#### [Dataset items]
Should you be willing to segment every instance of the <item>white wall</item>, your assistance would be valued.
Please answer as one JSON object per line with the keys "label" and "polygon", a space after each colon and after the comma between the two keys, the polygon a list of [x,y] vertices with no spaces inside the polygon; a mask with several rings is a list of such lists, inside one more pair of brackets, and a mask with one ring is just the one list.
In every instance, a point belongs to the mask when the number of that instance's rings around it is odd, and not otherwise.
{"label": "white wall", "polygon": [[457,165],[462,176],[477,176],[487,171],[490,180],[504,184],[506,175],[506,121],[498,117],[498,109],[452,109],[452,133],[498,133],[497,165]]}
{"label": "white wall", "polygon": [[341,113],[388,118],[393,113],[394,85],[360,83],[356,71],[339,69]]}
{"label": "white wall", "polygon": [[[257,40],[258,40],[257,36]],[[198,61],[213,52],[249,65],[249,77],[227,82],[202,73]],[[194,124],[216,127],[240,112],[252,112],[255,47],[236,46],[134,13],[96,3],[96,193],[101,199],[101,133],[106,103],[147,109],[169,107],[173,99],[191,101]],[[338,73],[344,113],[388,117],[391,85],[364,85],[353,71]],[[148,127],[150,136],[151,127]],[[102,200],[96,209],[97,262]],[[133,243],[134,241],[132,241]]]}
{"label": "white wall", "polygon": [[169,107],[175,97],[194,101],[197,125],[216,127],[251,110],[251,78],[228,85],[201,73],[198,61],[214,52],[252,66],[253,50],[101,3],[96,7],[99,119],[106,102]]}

#### [WORK ORDER]
Nothing should be left out: return all of the records exactly.

#### [EXPECTED ANSWER]
Should you be willing to segment every instance of the <item>white wall</item>, your assistance would be valued.
Please answer as one JSON object per line with the keys "label" and "polygon", a space after each colon and after the comma between the two keys, the polygon a list of [x,y] vertices with no spaces inside the polygon; a mask with several rings is a list of such lists, inside one more pair of brackets, and a mask with one ring is just the one list.
In every instance, a point belongs to the mask when the number of that instance's rings around it is odd, and not otherwise.
{"label": "white wall", "polygon": [[457,165],[462,176],[477,176],[487,171],[490,180],[504,184],[506,175],[506,121],[498,117],[498,109],[452,109],[452,133],[498,133],[497,165]]}
{"label": "white wall", "polygon": [[341,113],[388,118],[393,113],[394,85],[360,83],[356,71],[339,69]]}
{"label": "white wall", "polygon": [[[257,40],[258,40],[257,36]],[[198,61],[213,52],[249,65],[249,77],[227,82],[202,73]],[[194,124],[216,127],[240,112],[252,112],[255,47],[236,46],[134,13],[96,3],[96,193],[101,199],[101,133],[106,103],[147,109],[169,107],[173,99],[191,101]],[[338,73],[344,113],[388,117],[391,85],[364,85],[353,71]],[[148,127],[150,136],[151,127]],[[102,200],[96,209],[97,262]],[[133,243],[134,241],[132,241]]]}
{"label": "white wall", "polygon": [[169,107],[175,97],[194,101],[197,125],[216,127],[251,110],[251,78],[228,85],[201,73],[198,61],[214,52],[252,66],[253,50],[101,3],[96,7],[99,119],[106,102]]}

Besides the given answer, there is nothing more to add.